Items from a dataset:
· · · ·

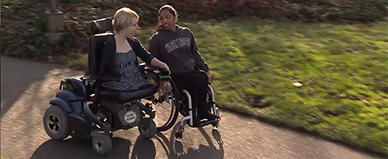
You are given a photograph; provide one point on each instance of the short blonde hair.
(123, 18)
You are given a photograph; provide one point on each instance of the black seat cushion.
(123, 97)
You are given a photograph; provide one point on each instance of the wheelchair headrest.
(101, 25)
(96, 47)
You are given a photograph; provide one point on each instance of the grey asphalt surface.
(27, 87)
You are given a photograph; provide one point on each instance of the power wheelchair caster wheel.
(147, 128)
(102, 143)
(216, 123)
(179, 133)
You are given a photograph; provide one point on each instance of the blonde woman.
(120, 54)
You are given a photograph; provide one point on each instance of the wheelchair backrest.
(96, 43)
(101, 25)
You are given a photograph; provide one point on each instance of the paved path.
(27, 87)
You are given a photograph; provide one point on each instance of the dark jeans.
(195, 82)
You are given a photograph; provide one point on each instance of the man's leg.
(201, 92)
(185, 81)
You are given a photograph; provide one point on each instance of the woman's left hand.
(209, 77)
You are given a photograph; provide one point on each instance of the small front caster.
(216, 123)
(102, 143)
(179, 133)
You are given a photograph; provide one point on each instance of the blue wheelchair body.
(84, 110)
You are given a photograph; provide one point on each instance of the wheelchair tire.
(174, 111)
(56, 123)
(102, 143)
(147, 128)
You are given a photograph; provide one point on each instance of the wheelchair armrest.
(104, 79)
(155, 70)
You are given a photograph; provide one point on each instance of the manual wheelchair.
(84, 110)
(179, 100)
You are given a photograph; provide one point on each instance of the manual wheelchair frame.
(70, 111)
(181, 99)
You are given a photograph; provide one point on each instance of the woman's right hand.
(165, 67)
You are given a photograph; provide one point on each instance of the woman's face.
(130, 30)
(167, 20)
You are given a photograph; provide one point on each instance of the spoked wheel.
(56, 123)
(167, 112)
(147, 128)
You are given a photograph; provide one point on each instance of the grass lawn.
(342, 68)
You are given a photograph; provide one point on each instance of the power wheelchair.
(84, 110)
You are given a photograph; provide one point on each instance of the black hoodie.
(177, 49)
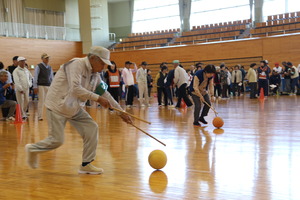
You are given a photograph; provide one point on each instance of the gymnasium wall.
(274, 49)
(60, 51)
(119, 19)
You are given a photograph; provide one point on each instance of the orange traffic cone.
(18, 116)
(183, 104)
(261, 94)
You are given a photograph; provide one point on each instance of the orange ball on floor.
(157, 159)
(218, 122)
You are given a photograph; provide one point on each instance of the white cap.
(102, 53)
(20, 58)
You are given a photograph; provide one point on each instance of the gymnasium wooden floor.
(257, 156)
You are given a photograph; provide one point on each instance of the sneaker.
(10, 118)
(197, 124)
(32, 157)
(201, 119)
(90, 169)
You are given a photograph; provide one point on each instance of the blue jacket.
(2, 90)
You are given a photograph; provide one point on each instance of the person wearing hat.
(129, 82)
(12, 67)
(181, 79)
(43, 76)
(5, 88)
(263, 77)
(141, 78)
(23, 81)
(277, 70)
(202, 89)
(236, 80)
(73, 85)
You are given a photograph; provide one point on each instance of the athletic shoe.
(90, 169)
(197, 124)
(201, 119)
(10, 118)
(32, 157)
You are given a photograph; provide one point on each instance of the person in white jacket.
(72, 86)
(23, 81)
(141, 79)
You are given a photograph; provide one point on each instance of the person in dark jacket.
(160, 83)
(263, 77)
(275, 81)
(217, 83)
(149, 82)
(5, 88)
(169, 87)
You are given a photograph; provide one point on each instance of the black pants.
(197, 108)
(160, 91)
(183, 95)
(149, 91)
(263, 83)
(129, 95)
(225, 91)
(169, 95)
(253, 89)
(218, 90)
(236, 87)
(114, 93)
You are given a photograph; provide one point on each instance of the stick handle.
(121, 111)
(148, 134)
(206, 103)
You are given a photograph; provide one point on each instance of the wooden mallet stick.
(121, 111)
(148, 134)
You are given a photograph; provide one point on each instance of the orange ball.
(157, 159)
(218, 122)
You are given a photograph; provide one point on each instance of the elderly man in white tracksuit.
(72, 86)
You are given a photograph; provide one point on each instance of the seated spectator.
(275, 81)
(6, 88)
(160, 83)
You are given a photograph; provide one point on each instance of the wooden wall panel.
(278, 49)
(274, 49)
(60, 51)
(214, 51)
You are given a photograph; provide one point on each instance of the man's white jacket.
(22, 78)
(72, 86)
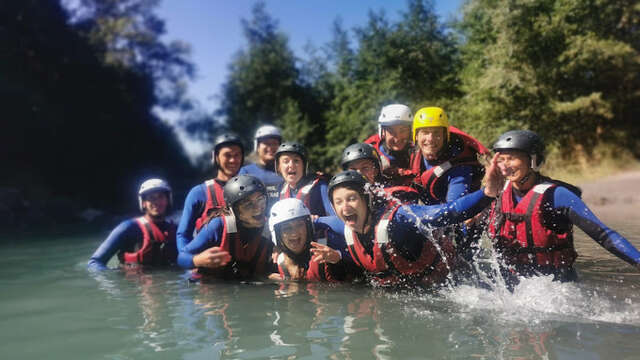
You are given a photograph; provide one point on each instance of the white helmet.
(394, 114)
(154, 185)
(285, 210)
(266, 131)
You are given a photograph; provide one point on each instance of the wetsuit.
(194, 206)
(317, 200)
(253, 264)
(408, 224)
(560, 209)
(127, 237)
(271, 180)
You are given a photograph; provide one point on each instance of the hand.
(324, 254)
(212, 258)
(493, 179)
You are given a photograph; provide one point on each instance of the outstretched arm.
(580, 215)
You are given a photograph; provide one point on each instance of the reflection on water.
(51, 307)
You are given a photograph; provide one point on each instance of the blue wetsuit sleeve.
(576, 211)
(444, 214)
(209, 236)
(194, 205)
(122, 238)
(459, 179)
(324, 194)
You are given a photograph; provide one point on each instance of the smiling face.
(267, 148)
(229, 161)
(514, 165)
(293, 235)
(430, 141)
(351, 208)
(396, 137)
(251, 211)
(155, 203)
(291, 168)
(365, 167)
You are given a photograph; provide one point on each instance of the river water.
(51, 307)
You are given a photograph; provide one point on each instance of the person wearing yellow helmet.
(445, 160)
(393, 143)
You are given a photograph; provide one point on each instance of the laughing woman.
(292, 164)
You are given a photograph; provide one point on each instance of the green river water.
(51, 307)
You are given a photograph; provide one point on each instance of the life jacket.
(314, 271)
(387, 266)
(400, 176)
(430, 179)
(215, 203)
(158, 247)
(249, 259)
(303, 194)
(405, 194)
(520, 234)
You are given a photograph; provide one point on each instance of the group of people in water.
(408, 209)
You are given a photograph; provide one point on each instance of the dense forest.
(83, 82)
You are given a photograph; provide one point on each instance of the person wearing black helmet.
(531, 221)
(148, 240)
(235, 245)
(364, 159)
(292, 163)
(265, 144)
(401, 245)
(205, 201)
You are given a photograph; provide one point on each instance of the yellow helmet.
(430, 117)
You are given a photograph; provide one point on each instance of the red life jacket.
(215, 202)
(249, 259)
(521, 235)
(387, 266)
(303, 194)
(156, 246)
(430, 179)
(400, 176)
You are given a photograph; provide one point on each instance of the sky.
(213, 29)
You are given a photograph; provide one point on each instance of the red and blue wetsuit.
(250, 250)
(312, 190)
(202, 198)
(138, 241)
(535, 230)
(405, 245)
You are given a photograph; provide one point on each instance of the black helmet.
(346, 177)
(291, 147)
(228, 138)
(523, 140)
(359, 151)
(240, 187)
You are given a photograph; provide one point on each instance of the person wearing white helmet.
(148, 240)
(265, 145)
(206, 201)
(393, 142)
(303, 253)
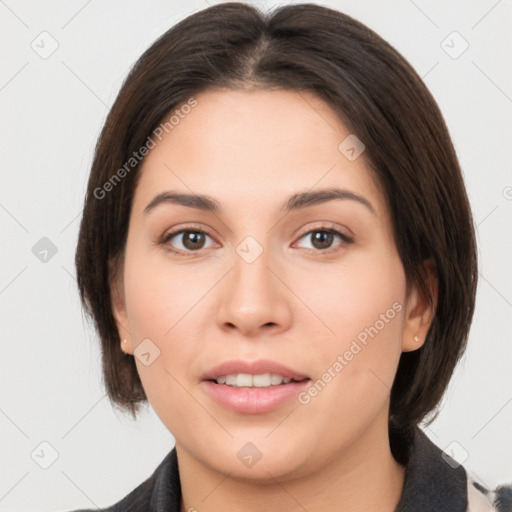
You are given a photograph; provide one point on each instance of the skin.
(299, 303)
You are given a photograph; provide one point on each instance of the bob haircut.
(379, 98)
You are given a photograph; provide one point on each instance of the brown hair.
(377, 95)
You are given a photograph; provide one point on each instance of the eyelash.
(322, 229)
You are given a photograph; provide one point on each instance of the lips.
(258, 367)
(253, 400)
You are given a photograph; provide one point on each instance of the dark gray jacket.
(434, 482)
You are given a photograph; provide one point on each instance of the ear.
(420, 312)
(118, 305)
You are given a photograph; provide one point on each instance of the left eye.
(190, 240)
(323, 238)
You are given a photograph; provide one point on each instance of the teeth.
(264, 380)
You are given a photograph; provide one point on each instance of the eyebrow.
(296, 202)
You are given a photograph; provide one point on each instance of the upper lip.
(258, 367)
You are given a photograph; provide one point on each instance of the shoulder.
(435, 481)
(481, 499)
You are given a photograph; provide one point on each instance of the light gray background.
(52, 111)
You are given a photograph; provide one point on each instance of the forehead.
(237, 145)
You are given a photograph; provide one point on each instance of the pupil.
(323, 238)
(193, 240)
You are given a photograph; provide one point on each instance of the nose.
(254, 299)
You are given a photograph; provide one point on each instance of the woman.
(278, 253)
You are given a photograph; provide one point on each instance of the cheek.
(356, 357)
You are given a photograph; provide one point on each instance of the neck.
(364, 476)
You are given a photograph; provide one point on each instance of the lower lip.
(254, 400)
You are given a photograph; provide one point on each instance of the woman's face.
(312, 283)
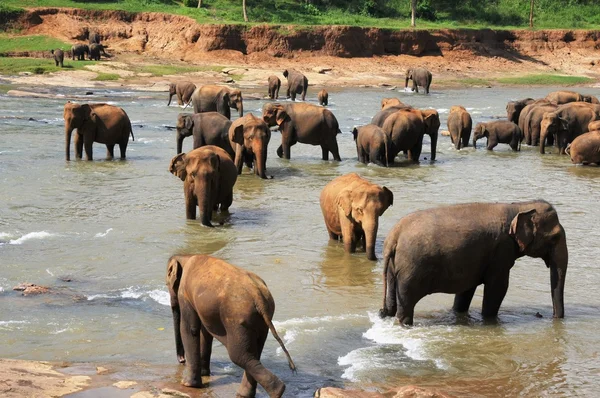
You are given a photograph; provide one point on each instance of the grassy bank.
(510, 14)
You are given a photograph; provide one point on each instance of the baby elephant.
(214, 299)
(372, 145)
(323, 97)
(351, 208)
(585, 149)
(499, 132)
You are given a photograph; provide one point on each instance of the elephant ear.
(344, 202)
(177, 166)
(522, 229)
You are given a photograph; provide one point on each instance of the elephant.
(564, 97)
(351, 207)
(514, 108)
(459, 126)
(323, 97)
(217, 99)
(208, 128)
(208, 176)
(372, 145)
(80, 51)
(59, 56)
(297, 84)
(274, 85)
(585, 149)
(405, 129)
(251, 136)
(498, 131)
(453, 249)
(184, 91)
(211, 298)
(304, 123)
(533, 124)
(103, 123)
(567, 122)
(420, 77)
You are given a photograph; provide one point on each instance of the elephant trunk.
(557, 262)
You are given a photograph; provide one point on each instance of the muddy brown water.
(110, 226)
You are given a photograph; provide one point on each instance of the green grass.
(565, 14)
(103, 77)
(557, 80)
(10, 43)
(13, 66)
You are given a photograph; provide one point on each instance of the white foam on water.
(30, 236)
(101, 234)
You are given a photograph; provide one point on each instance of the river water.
(110, 226)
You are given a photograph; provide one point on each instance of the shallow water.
(110, 226)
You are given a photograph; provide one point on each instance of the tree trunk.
(244, 9)
(531, 15)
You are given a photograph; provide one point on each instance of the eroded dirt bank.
(350, 55)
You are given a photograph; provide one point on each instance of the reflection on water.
(110, 226)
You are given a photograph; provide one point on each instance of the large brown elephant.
(420, 77)
(208, 128)
(208, 176)
(585, 149)
(372, 145)
(211, 298)
(406, 128)
(351, 208)
(217, 99)
(567, 122)
(297, 84)
(453, 249)
(102, 123)
(183, 90)
(459, 126)
(304, 123)
(251, 136)
(564, 97)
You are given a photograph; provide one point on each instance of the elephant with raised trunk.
(454, 249)
(274, 85)
(217, 99)
(420, 77)
(459, 126)
(210, 299)
(102, 123)
(251, 136)
(297, 84)
(208, 176)
(304, 123)
(183, 90)
(208, 128)
(351, 208)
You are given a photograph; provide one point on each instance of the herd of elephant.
(450, 249)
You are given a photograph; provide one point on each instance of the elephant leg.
(462, 301)
(205, 351)
(493, 294)
(190, 334)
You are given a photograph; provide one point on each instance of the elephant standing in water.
(454, 249)
(103, 123)
(208, 176)
(304, 123)
(217, 99)
(214, 299)
(351, 208)
(420, 77)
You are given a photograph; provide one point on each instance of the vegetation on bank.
(563, 14)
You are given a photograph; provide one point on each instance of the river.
(110, 226)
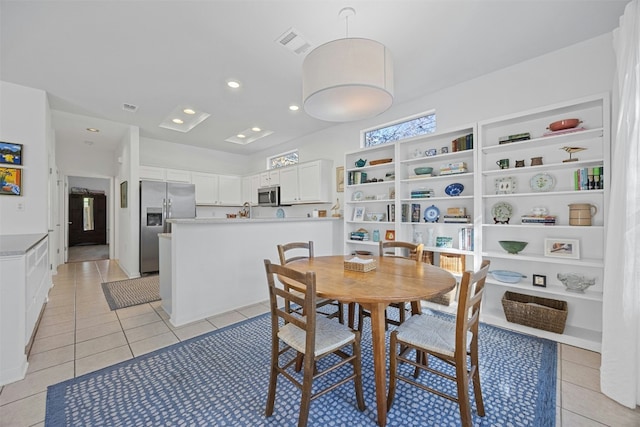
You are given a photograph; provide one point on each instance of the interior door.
(87, 219)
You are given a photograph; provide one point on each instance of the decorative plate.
(542, 182)
(502, 212)
(506, 185)
(432, 214)
(454, 189)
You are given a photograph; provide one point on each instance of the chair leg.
(477, 390)
(462, 380)
(273, 382)
(307, 383)
(357, 367)
(393, 366)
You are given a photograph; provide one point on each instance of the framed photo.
(540, 280)
(340, 179)
(358, 213)
(562, 248)
(10, 153)
(10, 181)
(123, 194)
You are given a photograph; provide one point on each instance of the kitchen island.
(216, 265)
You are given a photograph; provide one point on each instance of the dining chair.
(312, 335)
(389, 248)
(453, 341)
(293, 251)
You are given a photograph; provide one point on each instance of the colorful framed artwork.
(540, 280)
(10, 153)
(123, 194)
(10, 181)
(562, 248)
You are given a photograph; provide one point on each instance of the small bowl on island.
(575, 282)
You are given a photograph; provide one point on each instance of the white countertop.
(19, 244)
(217, 220)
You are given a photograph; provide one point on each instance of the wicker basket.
(540, 313)
(359, 266)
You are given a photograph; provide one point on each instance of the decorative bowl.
(512, 246)
(575, 282)
(507, 276)
(564, 124)
(423, 170)
(454, 189)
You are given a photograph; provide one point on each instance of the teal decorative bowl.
(512, 246)
(423, 171)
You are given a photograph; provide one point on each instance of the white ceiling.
(93, 56)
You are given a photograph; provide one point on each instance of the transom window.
(407, 128)
(281, 160)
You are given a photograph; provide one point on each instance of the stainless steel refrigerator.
(160, 201)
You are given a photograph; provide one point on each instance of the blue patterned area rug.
(221, 379)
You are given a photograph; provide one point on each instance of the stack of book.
(465, 237)
(453, 168)
(422, 193)
(356, 177)
(539, 219)
(588, 178)
(360, 235)
(460, 219)
(462, 143)
(514, 138)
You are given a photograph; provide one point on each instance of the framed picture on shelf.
(10, 153)
(562, 248)
(540, 280)
(358, 213)
(11, 181)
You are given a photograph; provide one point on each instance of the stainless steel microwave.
(269, 196)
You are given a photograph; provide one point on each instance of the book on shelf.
(462, 219)
(588, 178)
(444, 242)
(462, 143)
(465, 238)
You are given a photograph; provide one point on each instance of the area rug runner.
(221, 379)
(130, 292)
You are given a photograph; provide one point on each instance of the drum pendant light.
(347, 79)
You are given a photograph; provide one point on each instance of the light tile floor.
(79, 334)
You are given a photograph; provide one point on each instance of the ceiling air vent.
(130, 108)
(294, 41)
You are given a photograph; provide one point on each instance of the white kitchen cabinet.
(24, 284)
(176, 175)
(250, 185)
(220, 190)
(306, 183)
(269, 178)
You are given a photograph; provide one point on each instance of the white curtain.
(620, 369)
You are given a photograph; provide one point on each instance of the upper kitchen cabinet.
(306, 183)
(220, 190)
(269, 178)
(163, 174)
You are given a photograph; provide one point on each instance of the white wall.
(24, 120)
(127, 158)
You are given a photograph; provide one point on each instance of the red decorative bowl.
(564, 124)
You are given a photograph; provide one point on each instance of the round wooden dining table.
(393, 280)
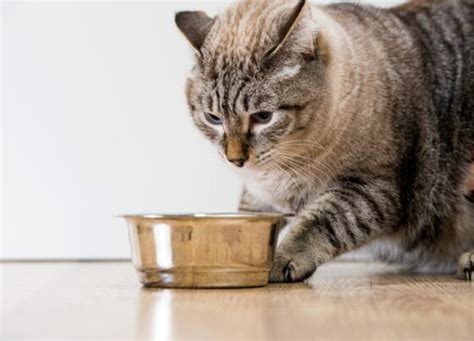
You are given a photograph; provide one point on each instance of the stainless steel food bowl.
(204, 250)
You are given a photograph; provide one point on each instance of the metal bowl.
(204, 250)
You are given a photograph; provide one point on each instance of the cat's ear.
(288, 24)
(195, 26)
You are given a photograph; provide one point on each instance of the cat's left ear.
(195, 26)
(288, 24)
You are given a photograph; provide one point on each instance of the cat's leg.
(466, 266)
(350, 213)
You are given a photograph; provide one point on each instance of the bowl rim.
(224, 215)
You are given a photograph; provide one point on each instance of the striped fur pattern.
(372, 130)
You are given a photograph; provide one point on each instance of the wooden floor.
(343, 301)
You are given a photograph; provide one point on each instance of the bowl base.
(204, 279)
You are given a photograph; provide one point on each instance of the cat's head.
(259, 77)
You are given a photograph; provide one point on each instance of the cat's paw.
(466, 266)
(291, 267)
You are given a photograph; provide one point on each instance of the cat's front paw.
(291, 267)
(466, 266)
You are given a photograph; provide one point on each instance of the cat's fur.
(374, 128)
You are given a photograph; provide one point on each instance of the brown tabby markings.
(373, 128)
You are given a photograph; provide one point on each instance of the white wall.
(94, 123)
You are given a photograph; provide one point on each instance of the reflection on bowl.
(204, 250)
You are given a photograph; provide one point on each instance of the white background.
(94, 123)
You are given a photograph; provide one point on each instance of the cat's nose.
(238, 162)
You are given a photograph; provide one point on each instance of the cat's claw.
(468, 274)
(288, 269)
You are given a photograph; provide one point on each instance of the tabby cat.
(360, 120)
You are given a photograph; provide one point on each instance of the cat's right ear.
(195, 26)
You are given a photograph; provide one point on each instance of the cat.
(358, 119)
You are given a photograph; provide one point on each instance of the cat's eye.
(212, 119)
(262, 117)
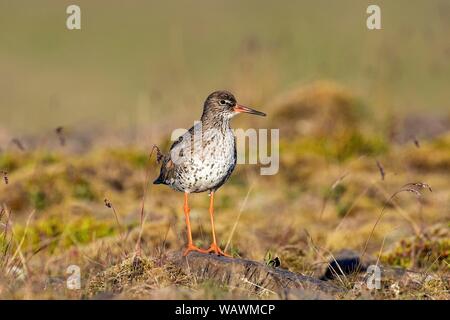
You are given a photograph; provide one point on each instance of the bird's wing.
(174, 158)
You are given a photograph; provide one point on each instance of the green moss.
(80, 230)
(38, 199)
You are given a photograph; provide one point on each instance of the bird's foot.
(191, 247)
(215, 248)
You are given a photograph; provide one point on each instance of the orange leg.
(214, 247)
(190, 246)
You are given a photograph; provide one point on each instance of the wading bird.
(204, 157)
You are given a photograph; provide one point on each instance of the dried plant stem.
(410, 187)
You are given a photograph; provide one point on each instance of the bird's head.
(223, 104)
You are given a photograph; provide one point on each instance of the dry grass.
(334, 193)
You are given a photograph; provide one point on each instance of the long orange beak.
(239, 108)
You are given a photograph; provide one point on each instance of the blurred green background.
(138, 62)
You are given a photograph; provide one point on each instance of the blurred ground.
(334, 183)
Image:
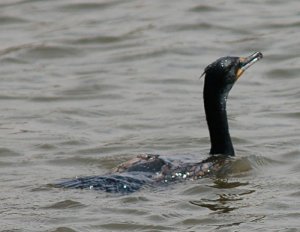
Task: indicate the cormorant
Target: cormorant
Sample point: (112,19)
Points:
(150,169)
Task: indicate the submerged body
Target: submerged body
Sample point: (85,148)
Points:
(147,170)
(130,176)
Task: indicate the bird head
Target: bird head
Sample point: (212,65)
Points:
(223,73)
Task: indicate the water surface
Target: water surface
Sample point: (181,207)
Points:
(86,85)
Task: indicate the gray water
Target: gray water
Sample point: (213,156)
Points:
(86,85)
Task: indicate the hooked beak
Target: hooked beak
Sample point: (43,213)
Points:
(247,62)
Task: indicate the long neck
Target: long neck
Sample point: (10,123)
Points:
(216,116)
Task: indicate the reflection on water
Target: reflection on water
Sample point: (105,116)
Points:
(86,85)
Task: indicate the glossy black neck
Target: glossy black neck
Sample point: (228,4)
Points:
(216,116)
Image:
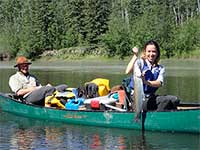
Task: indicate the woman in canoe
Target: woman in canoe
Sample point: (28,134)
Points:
(28,87)
(152,74)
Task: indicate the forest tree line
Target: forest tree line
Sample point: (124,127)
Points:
(101,27)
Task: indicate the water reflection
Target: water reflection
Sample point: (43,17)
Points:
(23,133)
(185,86)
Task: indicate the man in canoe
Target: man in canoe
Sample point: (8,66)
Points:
(28,87)
(152,74)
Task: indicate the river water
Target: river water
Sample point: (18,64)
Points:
(182,79)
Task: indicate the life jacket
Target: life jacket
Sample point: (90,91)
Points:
(149,76)
(103,86)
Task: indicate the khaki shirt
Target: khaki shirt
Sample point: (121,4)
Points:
(20,81)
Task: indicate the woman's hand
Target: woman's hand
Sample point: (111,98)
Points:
(135,50)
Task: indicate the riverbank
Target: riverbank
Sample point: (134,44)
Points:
(102,64)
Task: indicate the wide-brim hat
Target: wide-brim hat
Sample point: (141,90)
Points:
(22,60)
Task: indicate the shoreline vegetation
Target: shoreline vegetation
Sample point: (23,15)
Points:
(78,29)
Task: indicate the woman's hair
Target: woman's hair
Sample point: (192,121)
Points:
(151,42)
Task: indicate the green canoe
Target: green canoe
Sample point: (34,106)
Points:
(183,120)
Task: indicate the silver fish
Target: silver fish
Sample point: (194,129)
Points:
(138,93)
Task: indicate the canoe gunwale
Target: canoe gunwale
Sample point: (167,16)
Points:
(183,106)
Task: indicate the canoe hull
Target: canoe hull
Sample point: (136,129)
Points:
(177,121)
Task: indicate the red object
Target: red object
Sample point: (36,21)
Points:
(95,104)
(121,94)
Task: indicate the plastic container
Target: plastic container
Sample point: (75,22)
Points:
(73,104)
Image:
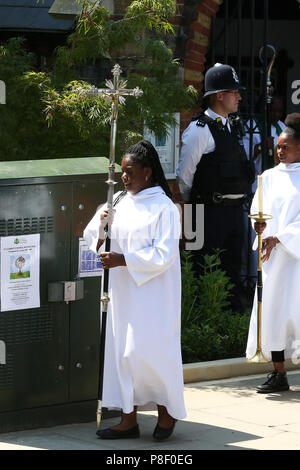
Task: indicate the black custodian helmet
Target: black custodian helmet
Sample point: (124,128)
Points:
(221,77)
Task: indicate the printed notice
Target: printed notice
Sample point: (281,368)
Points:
(20,272)
(89,262)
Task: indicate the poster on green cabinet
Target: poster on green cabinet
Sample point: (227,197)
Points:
(20,272)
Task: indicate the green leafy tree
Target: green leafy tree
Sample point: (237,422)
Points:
(51,115)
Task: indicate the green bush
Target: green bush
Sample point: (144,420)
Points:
(210,330)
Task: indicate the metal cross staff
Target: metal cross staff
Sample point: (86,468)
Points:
(116,90)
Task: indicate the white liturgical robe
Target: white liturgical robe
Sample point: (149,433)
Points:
(143,364)
(281,273)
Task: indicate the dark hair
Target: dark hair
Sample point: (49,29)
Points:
(292,123)
(144,153)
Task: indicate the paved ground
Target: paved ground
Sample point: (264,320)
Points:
(224,414)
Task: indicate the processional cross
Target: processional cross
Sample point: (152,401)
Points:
(116,90)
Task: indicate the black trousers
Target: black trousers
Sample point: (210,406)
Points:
(224,230)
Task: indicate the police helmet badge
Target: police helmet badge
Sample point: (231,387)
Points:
(234,74)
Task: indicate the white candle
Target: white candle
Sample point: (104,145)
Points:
(260,194)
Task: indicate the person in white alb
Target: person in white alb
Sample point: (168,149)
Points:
(214,170)
(280,317)
(143,366)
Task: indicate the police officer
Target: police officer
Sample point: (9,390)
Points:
(214,170)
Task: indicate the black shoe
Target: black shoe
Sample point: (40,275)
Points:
(160,434)
(109,433)
(276,382)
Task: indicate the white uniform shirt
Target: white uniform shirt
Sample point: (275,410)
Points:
(196,141)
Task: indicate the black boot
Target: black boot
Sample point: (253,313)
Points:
(276,382)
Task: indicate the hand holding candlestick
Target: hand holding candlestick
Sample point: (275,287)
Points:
(260,224)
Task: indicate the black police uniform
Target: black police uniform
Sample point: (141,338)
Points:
(225,171)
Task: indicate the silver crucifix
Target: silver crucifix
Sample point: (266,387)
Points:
(116,90)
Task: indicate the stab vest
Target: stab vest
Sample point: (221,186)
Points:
(227,169)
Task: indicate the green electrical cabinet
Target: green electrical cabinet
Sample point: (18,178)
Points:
(50,372)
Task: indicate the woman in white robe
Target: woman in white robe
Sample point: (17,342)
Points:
(280,324)
(143,365)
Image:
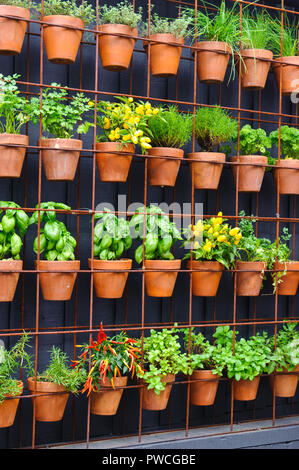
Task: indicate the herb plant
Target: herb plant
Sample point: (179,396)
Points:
(170,128)
(56,242)
(61,114)
(213,240)
(160,233)
(111,236)
(13,226)
(213,126)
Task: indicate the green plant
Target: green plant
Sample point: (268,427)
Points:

· · · ·

TASK STATEMENT =>
Reproduce the records above exactly, but only from the line with "Task: indicate the black shoe" up to and including the line with "Sample point: (179,396)". Leave the pictures out.

ANSWER BELOW =>
Task: indicate the black shoe
Target: black shoe
Sample point: (40,275)
Points:
(160,434)
(109,433)
(276,382)
Task: indicate the white uniform shirt
Target: white uniform shirt
Sample point: (275,410)
Points:
(196,141)
Task: indicate the black boot
Target: black boot
Sample point: (253,313)
Points:
(276,382)
Task: indicate the hand holding candlestick
Target: hand holding candlestick
Sample point: (275,287)
Points:
(260,224)
Task: indicate the black police uniform
Target: black police uniform
Sample point: (141,338)
Points:
(225,171)
Task: indicate the silver crucifix
Target: silver crucifix
Sample point: (266,387)
Points:
(116,90)
Task: indicate the stab vest
Target: stab vest
Sample point: (221,186)
Points:
(227,169)
Task: indicate the green electrical cabinet
Target: green electrical cabinet
Sample point: (18,178)
Points:
(50,372)
Task: indicate the woman in white robe
Target: woman in white robe
Sample point: (17,342)
Points:
(280,324)
(143,365)
Image:
Task: indicate the herb plant
Target: herb plant
Sample point: (179,396)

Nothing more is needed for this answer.